Source records
──────────

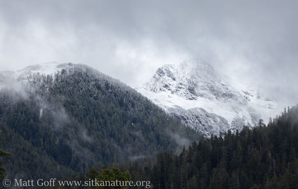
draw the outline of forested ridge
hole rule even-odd
[[[176,155],[118,166],[155,188],[298,188],[298,106],[252,129],[194,142]]]
[[[0,90],[1,148],[11,154],[3,165],[7,178],[61,178],[179,151],[181,141],[199,140],[119,80],[85,65],[68,65]]]

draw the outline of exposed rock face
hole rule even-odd
[[[159,68],[139,92],[207,136],[253,126],[276,114],[275,103],[244,84],[232,85],[199,58]]]

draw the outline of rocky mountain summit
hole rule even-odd
[[[230,129],[252,127],[276,114],[276,103],[257,88],[233,85],[204,60],[166,65],[137,90],[204,135],[218,135]]]

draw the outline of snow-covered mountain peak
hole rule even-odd
[[[184,60],[179,66],[179,69],[185,73],[198,74],[202,72],[207,72],[211,75],[214,75],[214,68],[211,64],[203,59],[195,58]]]
[[[159,68],[143,88],[154,93],[167,91],[188,100],[202,97],[210,100],[246,100],[213,67],[203,59],[184,61],[179,65],[166,65]]]
[[[275,115],[275,103],[258,88],[234,81],[194,58],[159,68],[137,90],[206,136],[253,126],[259,119],[266,121]]]

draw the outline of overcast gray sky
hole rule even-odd
[[[200,57],[298,102],[297,1],[0,0],[0,70],[88,65],[133,87]]]

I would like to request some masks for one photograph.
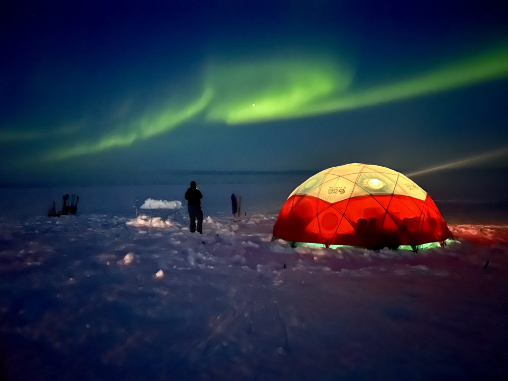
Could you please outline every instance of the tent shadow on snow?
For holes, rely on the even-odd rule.
[[[273,236],[293,246],[415,251],[453,238],[434,201],[414,182],[357,163],[325,169],[297,187],[282,205]]]

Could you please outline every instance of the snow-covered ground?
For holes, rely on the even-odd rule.
[[[418,253],[292,249],[274,213],[201,235],[150,211],[0,217],[4,377],[504,379],[505,226]]]

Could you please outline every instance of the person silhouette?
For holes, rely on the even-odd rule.
[[[196,181],[190,181],[190,187],[185,192],[185,200],[187,201],[187,210],[189,212],[190,225],[189,230],[194,233],[196,230],[203,234],[203,210],[201,209],[201,199],[203,195],[196,186]],[[196,228],[196,220],[198,220],[198,227]]]

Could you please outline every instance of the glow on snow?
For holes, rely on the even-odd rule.
[[[205,89],[186,106],[173,105],[147,113],[95,142],[58,149],[44,158],[61,160],[130,146],[192,118],[230,125],[296,118],[470,86],[508,75],[508,48],[491,50],[408,79],[363,89],[351,89],[352,70],[330,58],[214,62],[206,73]]]

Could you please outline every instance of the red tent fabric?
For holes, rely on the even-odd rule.
[[[369,248],[451,238],[430,197],[401,173],[347,164],[322,171],[288,198],[273,227],[288,241]]]

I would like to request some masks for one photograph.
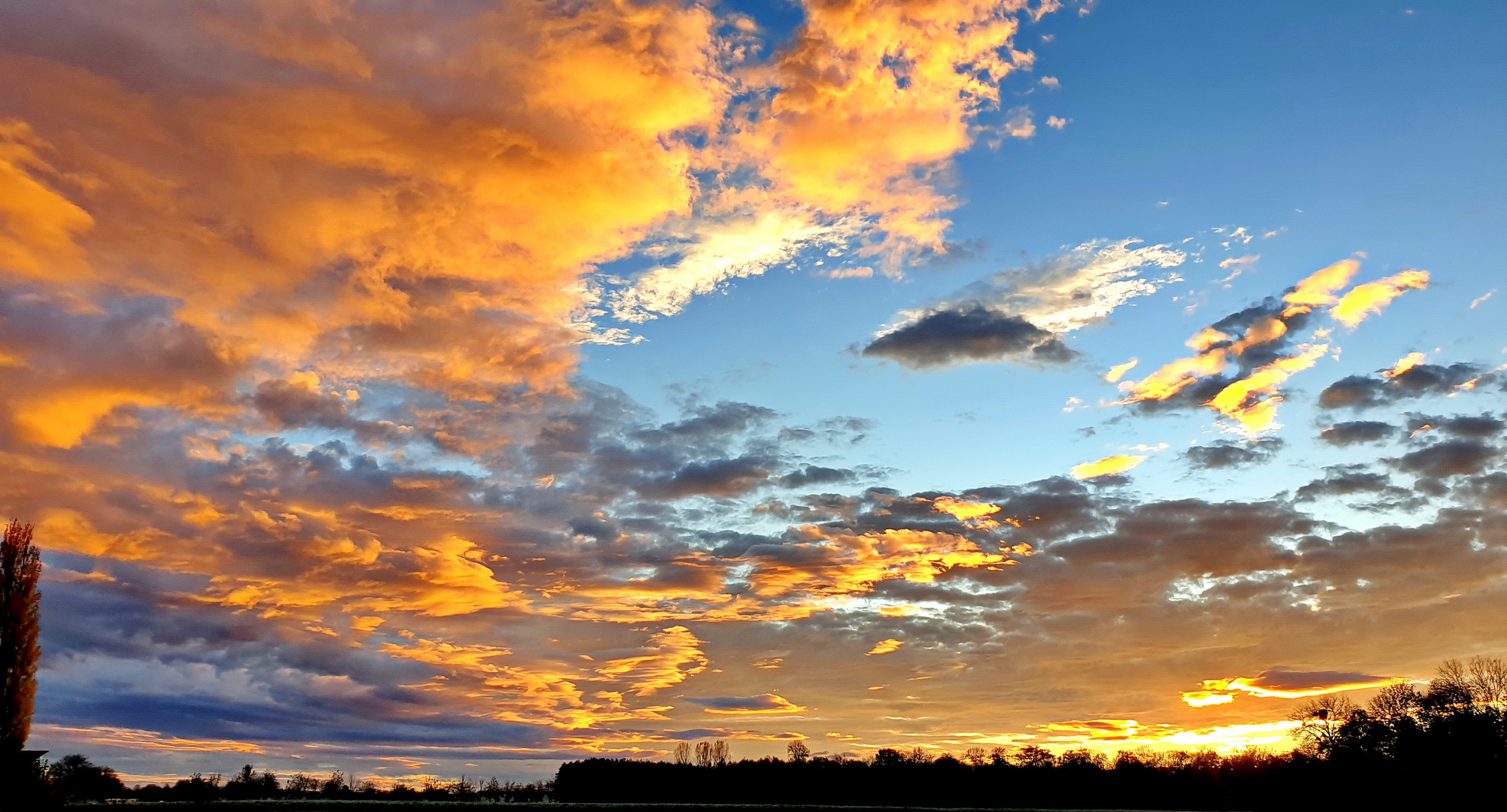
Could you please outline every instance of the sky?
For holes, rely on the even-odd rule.
[[[1507,8],[0,3],[32,747],[1291,746],[1507,637]]]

──────────

Exercise brief: Lay out all of the records above as a two-column CSV with the columns instruction and outline. Give one row per instruction, putting its full text and its answer each in a single quoted field with line breaks turned into spaces, and leave the pictures out.

Solution for this task:
instruction,outline
"draw the outline of forested ridge hole rule even-odd","[[[176,155],[118,166],[155,188],[298,188],[298,106],[252,129],[194,142]]] [[[0,90],[1,148],[11,154],[3,165],[7,178],[61,178],[179,151],[181,141],[199,140],[119,80],[85,65],[68,65]]]"
"draw the outline of exposed rock face hole rule even-odd","[[[159,68],[139,92],[207,136],[253,126],[276,114],[275,103],[244,84],[232,85],[199,58]]]"
"draw the outline of rocky mountain summit hole rule even-odd","[[[230,129],[252,127],[276,114],[276,103],[257,88],[233,85],[204,60],[166,65],[137,90],[204,135],[218,135]]]"
"draw the outline of snow-covered mountain peak hole rule even-odd","[[[184,60],[179,66],[179,69],[185,73],[198,74],[202,72],[207,72],[211,75],[214,75],[214,68],[211,64],[203,59],[195,58]]] [[[159,68],[143,88],[154,93],[167,91],[188,100],[202,97],[210,100],[246,100],[213,67],[203,59],[184,61],[179,65],[166,65]]] [[[275,115],[275,103],[258,88],[234,81],[194,58],[159,68],[137,90],[206,136],[253,126],[259,119],[266,121]]]"
"draw the outline of overcast gray sky hole rule even-odd","[[[200,57],[298,102],[297,1],[0,0],[0,70],[88,65],[133,87]]]"
"I would like to request some masks for one photograph. Could you please outline every instance of the tent shadow on snow? For holes, rely on the even-odd rule.","[[[273,236],[293,246],[415,251],[453,238],[434,201],[414,182],[357,163],[325,169],[297,187],[282,205]]]"
"Could you please outline every instance of the snow-covered ground? For holes, rely on the even-odd rule.","[[[418,253],[292,249],[274,213],[201,235],[150,211],[0,217],[4,377],[504,379],[505,226]]]"
"Could you please outline every instance of the person silhouette? For holes, rely on the even-odd rule.","[[[196,181],[190,181],[190,187],[185,192],[185,200],[187,201],[187,210],[189,212],[190,225],[189,230],[194,233],[196,230],[203,234],[203,210],[201,209],[201,199],[203,195],[196,186]],[[196,228],[196,220],[198,220],[198,227]]]"
"Could you please outline every instance of the glow on snow? For holes, rely on the even-odd rule.","[[[205,89],[186,106],[173,105],[147,113],[95,142],[58,149],[44,158],[61,160],[130,146],[192,118],[230,125],[296,118],[470,86],[508,75],[508,48],[491,50],[408,79],[363,89],[351,89],[352,70],[330,58],[214,62],[206,73]]]"
"Could you please outline every instance of the red tent fabric? For holes, rely on the even-odd rule.","[[[369,248],[451,238],[430,197],[401,173],[347,164],[322,171],[288,198],[273,227],[288,241]]]"
"I would like to request some masks for one photograph. Could you please outline every instance of the sky? For holes, rely on the even-odd rule.","[[[1507,8],[0,3],[32,747],[1291,746],[1507,637]]]"